Source passage:
───
Gina L. Cicotello, Waterway Guide's Newest Navigation Editor
Date Posted: August 29, 2023
Source: Gina L. Cicotello

The publication of this book, Waterway Guide's 2023 edition of Northern, is a highlight of my new adventures in self-employment.

Serendipity best describes how I wound up as a contributor. In the fall of 2022 I had gone back to the Annapolis Sailboat Show by myself for a second day, having made all the rounds with Peter earlier that weekend. I wasn't even certain why I was back there again. Except that I had taken an inspiring class with the indomitable Lin Pardey wherein she taught us about writing, blogging, and vlogging as ways to earn income while cruising and traveling. And prodded by her encouragement, I followed up on my self-assigned action item, talking to every one of the boat-related publishers about what kind of content they need and how to submit stories.

My secondary mission was to find the NOAA booth and tell them about a charting error. NOAA is the government agency responsible for collecting and providing all weather, climate, and nautical charting data for free to third-party vendors who create applications and other resources. I was tapping away at my iPad with two of the NOAA reps, annoyed that the Sharps Island Lighthouse — a huge, abandoned light at the mouth of the Choptank River in the Chesapeake Bay, which we nicknamed "Cattywampus Light" because of its tilt due to ice damage — has no label or description in their new and evolving ENC vector-based charts, when who walks up but Ed Tillett, Editor-in-Chief of Waterway Guide. I'd met Ed in an earlier class he taught about weather forecasting apps, and I knew we think the same way about nautical applications – they're only as good as the data that feeds them, and vastly differ in their implementation. Ed grasped the details of my complaint, and was clearly amused that I was boldly bending the ears of those poor NOAA staffers about the beleaguered lighthouse.
───
Information provided:
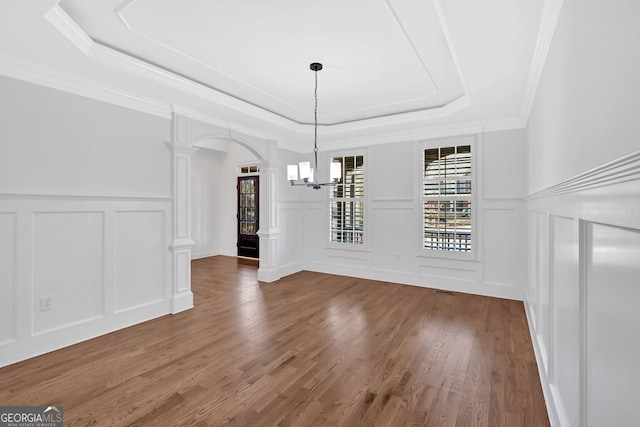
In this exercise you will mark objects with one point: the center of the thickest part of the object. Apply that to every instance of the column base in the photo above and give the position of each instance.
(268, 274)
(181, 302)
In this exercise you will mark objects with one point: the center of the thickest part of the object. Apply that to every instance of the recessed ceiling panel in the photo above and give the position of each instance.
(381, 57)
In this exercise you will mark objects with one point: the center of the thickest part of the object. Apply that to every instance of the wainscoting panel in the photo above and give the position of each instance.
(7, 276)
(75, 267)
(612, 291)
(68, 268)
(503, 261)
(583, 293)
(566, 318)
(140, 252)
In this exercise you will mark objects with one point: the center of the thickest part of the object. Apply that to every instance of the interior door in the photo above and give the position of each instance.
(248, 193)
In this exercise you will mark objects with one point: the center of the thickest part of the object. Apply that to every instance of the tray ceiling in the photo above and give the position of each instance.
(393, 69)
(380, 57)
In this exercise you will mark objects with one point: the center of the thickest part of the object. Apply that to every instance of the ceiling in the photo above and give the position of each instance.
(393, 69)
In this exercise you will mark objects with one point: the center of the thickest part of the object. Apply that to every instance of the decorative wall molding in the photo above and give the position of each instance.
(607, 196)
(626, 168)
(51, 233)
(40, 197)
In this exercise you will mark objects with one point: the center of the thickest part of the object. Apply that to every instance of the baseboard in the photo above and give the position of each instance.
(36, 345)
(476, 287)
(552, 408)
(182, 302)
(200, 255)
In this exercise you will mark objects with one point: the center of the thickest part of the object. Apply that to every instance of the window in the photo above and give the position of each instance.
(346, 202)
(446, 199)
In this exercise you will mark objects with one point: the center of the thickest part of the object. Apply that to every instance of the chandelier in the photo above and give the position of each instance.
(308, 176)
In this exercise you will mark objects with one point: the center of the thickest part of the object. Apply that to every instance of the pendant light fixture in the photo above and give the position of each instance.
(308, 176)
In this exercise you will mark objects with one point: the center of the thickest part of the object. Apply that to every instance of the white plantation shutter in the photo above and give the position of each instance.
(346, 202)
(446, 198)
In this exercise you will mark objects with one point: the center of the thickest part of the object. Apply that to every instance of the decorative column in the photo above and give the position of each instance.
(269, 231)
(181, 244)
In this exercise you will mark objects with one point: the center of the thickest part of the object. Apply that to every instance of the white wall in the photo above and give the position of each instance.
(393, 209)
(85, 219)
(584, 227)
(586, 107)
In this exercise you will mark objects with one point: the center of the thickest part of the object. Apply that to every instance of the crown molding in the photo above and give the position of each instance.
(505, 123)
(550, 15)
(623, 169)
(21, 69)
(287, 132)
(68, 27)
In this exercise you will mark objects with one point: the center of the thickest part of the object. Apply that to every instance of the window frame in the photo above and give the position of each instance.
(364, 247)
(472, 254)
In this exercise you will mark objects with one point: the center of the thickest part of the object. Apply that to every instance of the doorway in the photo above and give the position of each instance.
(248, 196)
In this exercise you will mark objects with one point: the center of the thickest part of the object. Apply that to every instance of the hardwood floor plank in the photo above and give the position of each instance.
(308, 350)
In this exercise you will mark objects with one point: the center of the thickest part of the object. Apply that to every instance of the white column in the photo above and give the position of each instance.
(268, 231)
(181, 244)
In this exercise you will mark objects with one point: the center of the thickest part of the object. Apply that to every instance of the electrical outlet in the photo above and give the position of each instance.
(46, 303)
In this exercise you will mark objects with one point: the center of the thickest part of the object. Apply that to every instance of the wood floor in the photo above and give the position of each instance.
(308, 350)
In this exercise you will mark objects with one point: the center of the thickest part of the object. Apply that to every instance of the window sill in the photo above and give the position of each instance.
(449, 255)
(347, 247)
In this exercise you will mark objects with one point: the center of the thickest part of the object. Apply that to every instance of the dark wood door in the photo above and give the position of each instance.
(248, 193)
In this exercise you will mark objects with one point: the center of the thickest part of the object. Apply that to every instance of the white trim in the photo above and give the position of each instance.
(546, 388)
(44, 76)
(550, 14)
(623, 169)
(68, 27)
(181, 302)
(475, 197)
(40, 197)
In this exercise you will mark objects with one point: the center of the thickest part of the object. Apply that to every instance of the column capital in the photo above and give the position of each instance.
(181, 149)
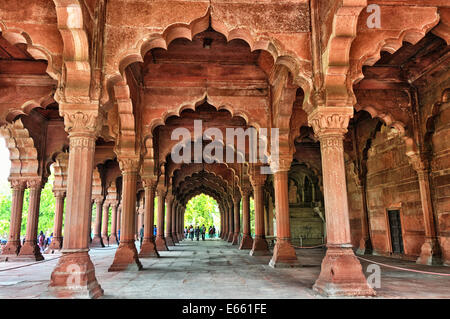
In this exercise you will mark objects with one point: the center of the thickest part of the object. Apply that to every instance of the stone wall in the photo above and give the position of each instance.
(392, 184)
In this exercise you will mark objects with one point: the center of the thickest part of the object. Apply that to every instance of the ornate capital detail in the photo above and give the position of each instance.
───
Task details:
Copy the passage about becoming a Waterway Guide contributor word for word, from "Serendipity best describes" to "to submit stories.". The records stand on their own and are unrelated to the text.

Answer below:
Serendipity best describes how I wound up as a contributor. In the fall of 2022 I had gone back to the Annapolis Sailboat Show by myself for a second day, having made all the rounds with Peter earlier that weekend. I wasn't even certain why I was back there again. Except that I had taken an inspiring class with the indomitable Lin Pardey wherein she taught us about writing, blogging, and vlogging as ways to earn income while cruising and traveling. And prodded by her encouragement, I followed up on my self-assigned action item, talking to every one of the boat-related publishers about what kind of content they need and how to submit stories.